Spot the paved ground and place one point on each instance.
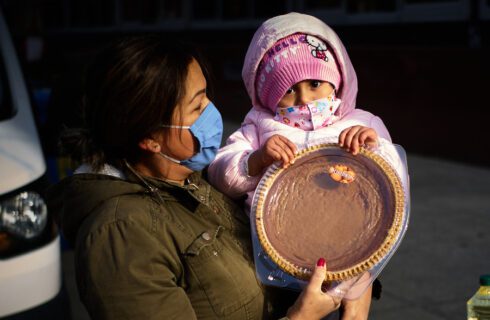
(446, 248)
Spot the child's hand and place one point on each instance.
(276, 148)
(353, 137)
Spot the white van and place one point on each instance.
(30, 266)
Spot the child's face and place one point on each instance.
(304, 92)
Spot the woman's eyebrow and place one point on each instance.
(198, 93)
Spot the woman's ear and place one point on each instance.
(150, 145)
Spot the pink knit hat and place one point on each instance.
(290, 60)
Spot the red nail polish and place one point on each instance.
(321, 262)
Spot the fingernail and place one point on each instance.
(321, 262)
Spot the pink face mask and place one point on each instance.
(312, 116)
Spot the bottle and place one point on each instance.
(479, 305)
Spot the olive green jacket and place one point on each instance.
(148, 249)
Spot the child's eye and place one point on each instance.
(316, 83)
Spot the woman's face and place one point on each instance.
(305, 92)
(181, 144)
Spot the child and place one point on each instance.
(303, 90)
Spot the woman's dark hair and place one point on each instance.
(130, 89)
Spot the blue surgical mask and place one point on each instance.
(208, 130)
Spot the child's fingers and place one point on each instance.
(286, 148)
(355, 143)
(342, 137)
(368, 137)
(318, 276)
(280, 154)
(349, 136)
(290, 144)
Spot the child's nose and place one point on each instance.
(303, 97)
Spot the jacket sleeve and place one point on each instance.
(124, 274)
(228, 171)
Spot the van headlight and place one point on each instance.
(24, 215)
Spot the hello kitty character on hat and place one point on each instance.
(319, 46)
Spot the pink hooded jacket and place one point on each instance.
(228, 172)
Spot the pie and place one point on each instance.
(347, 209)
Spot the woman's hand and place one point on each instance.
(313, 303)
(353, 137)
(276, 148)
(357, 309)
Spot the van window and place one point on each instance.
(6, 109)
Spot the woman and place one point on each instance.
(153, 240)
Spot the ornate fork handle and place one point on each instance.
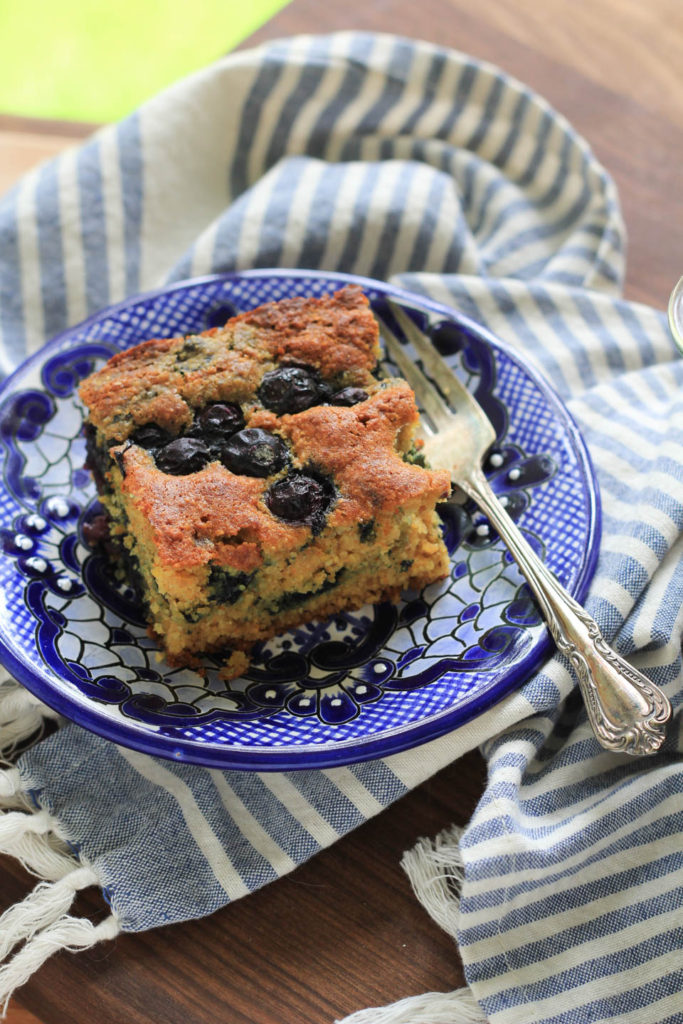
(627, 711)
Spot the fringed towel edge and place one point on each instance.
(40, 922)
(435, 870)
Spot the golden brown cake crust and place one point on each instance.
(221, 517)
(162, 380)
(230, 550)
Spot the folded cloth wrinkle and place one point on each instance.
(398, 160)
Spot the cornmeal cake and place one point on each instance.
(258, 475)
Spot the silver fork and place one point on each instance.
(628, 713)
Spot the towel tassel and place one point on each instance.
(22, 716)
(73, 934)
(40, 923)
(435, 869)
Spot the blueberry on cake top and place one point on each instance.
(258, 475)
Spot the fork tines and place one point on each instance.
(428, 394)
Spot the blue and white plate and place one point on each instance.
(361, 685)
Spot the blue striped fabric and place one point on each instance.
(401, 161)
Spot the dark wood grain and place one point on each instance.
(340, 933)
(639, 142)
(344, 931)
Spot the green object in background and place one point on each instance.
(97, 59)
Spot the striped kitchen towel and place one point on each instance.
(404, 161)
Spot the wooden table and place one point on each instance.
(344, 931)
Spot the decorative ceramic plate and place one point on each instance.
(365, 684)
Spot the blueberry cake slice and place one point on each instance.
(259, 475)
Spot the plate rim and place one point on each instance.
(181, 750)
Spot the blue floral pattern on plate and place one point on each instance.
(365, 684)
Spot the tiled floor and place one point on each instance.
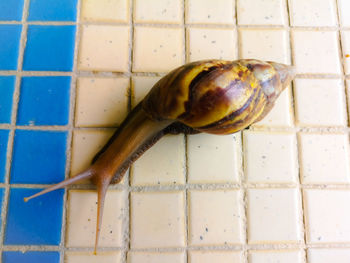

-*-

_TO DO_
Set down every line of the entries above again, exactly as written, but not the pictures.

_SOLVED PROBLEM_
Spot the paved ground and place one point on each instance.
(446, 248)
Spot the child's hand and place one point on each instance.
(276, 148)
(353, 137)
Spot the white van and place one point on each instance.
(30, 266)
Spot the child's face and place one point on each instance.
(304, 92)
Spot the woman's eyebrow and place one point on each instance.
(198, 93)
Spot the woman's ear and place one point on each instance.
(150, 145)
Spot the pink knit hat and place one point on each instance.
(290, 60)
Spot the red nail polish and place one point on each instance.
(321, 262)
Spot the fingernail and place one point on each instance.
(321, 262)
Spot the pink face mask and place one point on each instance.
(312, 116)
Spot the bottle and place one point on each instance.
(479, 305)
Spot the olive green jacket and place one point on each instance.
(148, 249)
Spot the child's eye and place one point on each instance.
(316, 83)
Spot the woman's face and place one point on each instance.
(305, 92)
(181, 144)
Spot the child and place one point on each instance.
(303, 90)
Spot the woman's dark hair and place one point on each instance.
(130, 89)
Spot the blue surgical mask and place one point on each instance.
(208, 130)
Spot the child's fingers and place one point on each instance.
(286, 148)
(355, 143)
(342, 137)
(368, 137)
(318, 276)
(280, 154)
(349, 136)
(290, 144)
Spot the child's nose and place one point on each instance.
(303, 97)
Spot the jacket sleeve and place one point on each instance.
(124, 274)
(228, 171)
Spot the van headlight and place one point on each instance.
(24, 215)
Spot the hello kitty character on hat and place one point on each instance.
(319, 46)
Spot the pink hooded jacket and place one point on each instance.
(228, 172)
Spot the pie and place one point on each instance.
(347, 209)
Spot the woman's hand and place one point on each instance.
(313, 303)
(353, 137)
(276, 148)
(357, 309)
Spot the van window and place one point on each instance.
(6, 109)
Spot the woman and place one point on each instance.
(153, 240)
Spot the ornate fork handle and place one point on each instance.
(627, 711)
Spot the fringed towel edge and place one point on each instance.
(40, 922)
(435, 870)
Spot the golden brown cake crust and place one point on each instance.
(221, 517)
(162, 380)
(230, 550)
Spot the folded cloth wrinkle and place one point on each instance.
(398, 160)
Spot the cornmeal cake and place one point on each instance.
(258, 475)
Spot the silver fork and place one point on each instance.
(628, 713)
Spot the towel tassel and place one point on each instance.
(22, 716)
(73, 934)
(40, 923)
(435, 869)
Spot the blueberry on cake top and place one point on each instance.
(258, 475)
Spot the fork tines and place one point on each instance.
(428, 394)
Spot the blue and white plate and place one point on each instance.
(361, 685)
Spot the blue striped fabric and place one point on each instance.
(401, 161)
Spot the dark wood grain and place one point on each instance.
(340, 933)
(639, 142)
(344, 931)
Spot the green object in background and place one point on each instance.
(97, 59)
Spot the striped kitchen towel and place one point on each instance.
(404, 161)
Spot the wooden table and place one point on each instance.
(344, 931)
Spot the decorative ceramic plate and place one point on each instance.
(365, 684)
Spot the blueberry cake slice and place one point on each instance.
(259, 475)
Spot the plate rim and place one point on each instance.
(181, 750)
Spot the blue floral pattern on plate and place one point on each instance.
(365, 684)
Spot the tiled floor and place one point on each instance.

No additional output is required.